WRITTEN REQUEST 1: In the piece on Operation American Spring, what did the caller from Michigan say he sold?

GIVEN TEXT:
------------------------------
I’m so fed up with the tyranny, I sold my old Ski-Do;
With a POTUS like Obama, there was nothing else to do
It was that or breathe the chemtrails that had turned the water blue
I’m so fed up with the tyranny… so what’s the deal with you?
I’m so fed up with the tyranny, I bought another gun
That makes twenty-two for me, now, and a dozen for my son
Though he doesn’t really use them, cos he’s only just turned one
I’m so fed up with the tyranny… It’s like a war’s begun!
I’m so fed up with the tyranny, I’m marching in D.C.
Well, I’m mostly there in spirit, cos the trip’s too much for me
I don’t want to miss the news feed that I get from FOX TV
I’m so fed up with the tyranny that network lets me see.
I’m so fed up with the tyranny, I want to break some laws!
See, I love the Constitution—each amendment; every clause—
Well, there’s one that speaks to Property I don’t much like, because
I’m so fed up with the tyranny, and protests get applause
Operation American Spring begins today, and with it a banquet, a feast, a cornucopia of word salad. All you can eat, or perhaps all you can stomach.
Maitre d’ Mark Connors’s radio show was on hand 10 miles away, keeping the salad bowl full:
A caller from North Carolina said he feared Obama would declare martial law and begin executing Christian citizens as a prelude to civil war.
“We learned one thing from the Bundy ranch,” the caller said. “If you are armed, they will not pose a threat to the people protesting. If you are not armed, you are a target — plain and simple.”
Another caller from Michigan said he was more concerned about government manipulation of natural resources.
“I’m so fed up with the tyranny I sold my jet ski,” the caller said. “I’m so fed up with the way the government is manipulating the water with the chemtrails, I’m afraid I can’t even use my jet ski.”
“I’m so fed up with the tyranny I sold my jet ski” is such a wonderful phrase. It calls to mind all the sacrifices made in wartime by patriots of the past. Years from now, I’m sure he’ll be telling his grandchildren of his sacrifice, and the other old-timers will chime in with tales of sacrifice of their own:
I’m so fed up with the tyranny I took up ballroom dancing.
------------------------------
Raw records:

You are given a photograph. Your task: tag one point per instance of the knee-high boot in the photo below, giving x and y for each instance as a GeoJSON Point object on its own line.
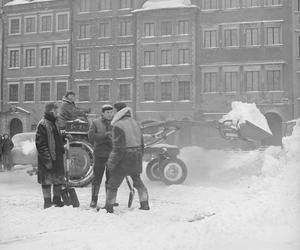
{"type": "Point", "coordinates": [95, 192]}
{"type": "Point", "coordinates": [47, 196]}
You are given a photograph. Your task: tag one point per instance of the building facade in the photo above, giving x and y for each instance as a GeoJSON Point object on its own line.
{"type": "Point", "coordinates": [166, 59]}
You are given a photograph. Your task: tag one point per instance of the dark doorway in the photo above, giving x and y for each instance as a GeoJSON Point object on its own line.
{"type": "Point", "coordinates": [275, 124]}
{"type": "Point", "coordinates": [15, 127]}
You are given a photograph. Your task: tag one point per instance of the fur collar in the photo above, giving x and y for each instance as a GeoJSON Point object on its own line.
{"type": "Point", "coordinates": [119, 115]}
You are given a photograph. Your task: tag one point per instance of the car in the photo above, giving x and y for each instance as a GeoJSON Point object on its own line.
{"type": "Point", "coordinates": [24, 150]}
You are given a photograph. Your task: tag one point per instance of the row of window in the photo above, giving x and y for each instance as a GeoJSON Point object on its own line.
{"type": "Point", "coordinates": [29, 91]}
{"type": "Point", "coordinates": [249, 80]}
{"type": "Point", "coordinates": [101, 5]}
{"type": "Point", "coordinates": [250, 35]}
{"type": "Point", "coordinates": [45, 21]}
{"type": "Point", "coordinates": [44, 58]}
{"type": "Point", "coordinates": [46, 88]}
{"type": "Point", "coordinates": [235, 4]}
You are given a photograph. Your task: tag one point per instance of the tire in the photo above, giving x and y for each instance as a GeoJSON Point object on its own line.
{"type": "Point", "coordinates": [82, 162]}
{"type": "Point", "coordinates": [173, 171]}
{"type": "Point", "coordinates": [153, 170]}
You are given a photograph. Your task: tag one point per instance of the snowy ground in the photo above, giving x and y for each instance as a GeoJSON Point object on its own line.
{"type": "Point", "coordinates": [251, 200]}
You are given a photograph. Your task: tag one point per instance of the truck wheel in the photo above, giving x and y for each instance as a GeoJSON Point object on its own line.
{"type": "Point", "coordinates": [153, 170]}
{"type": "Point", "coordinates": [173, 171]}
{"type": "Point", "coordinates": [82, 162]}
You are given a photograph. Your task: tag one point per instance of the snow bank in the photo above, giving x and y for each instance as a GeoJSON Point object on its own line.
{"type": "Point", "coordinates": [241, 112]}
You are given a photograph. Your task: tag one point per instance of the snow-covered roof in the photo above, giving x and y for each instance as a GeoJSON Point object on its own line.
{"type": "Point", "coordinates": [17, 2]}
{"type": "Point", "coordinates": [166, 4]}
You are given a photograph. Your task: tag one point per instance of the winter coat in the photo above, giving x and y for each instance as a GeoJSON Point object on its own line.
{"type": "Point", "coordinates": [50, 148]}
{"type": "Point", "coordinates": [99, 138]}
{"type": "Point", "coordinates": [68, 112]}
{"type": "Point", "coordinates": [127, 153]}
------------------------------
WRITTEN REQUEST 2: Pick out each line in the rows above containing the word "covered" and copy it. Case counts.

EXERCISE ANSWER 1: His jet ski.

EXERCISE ANSWER 2:
You are given a photograph. Your task: tag one point per instance of the snow-covered roof in the photo above, giving x and y for each instance as a GeoJSON Point object on its own line.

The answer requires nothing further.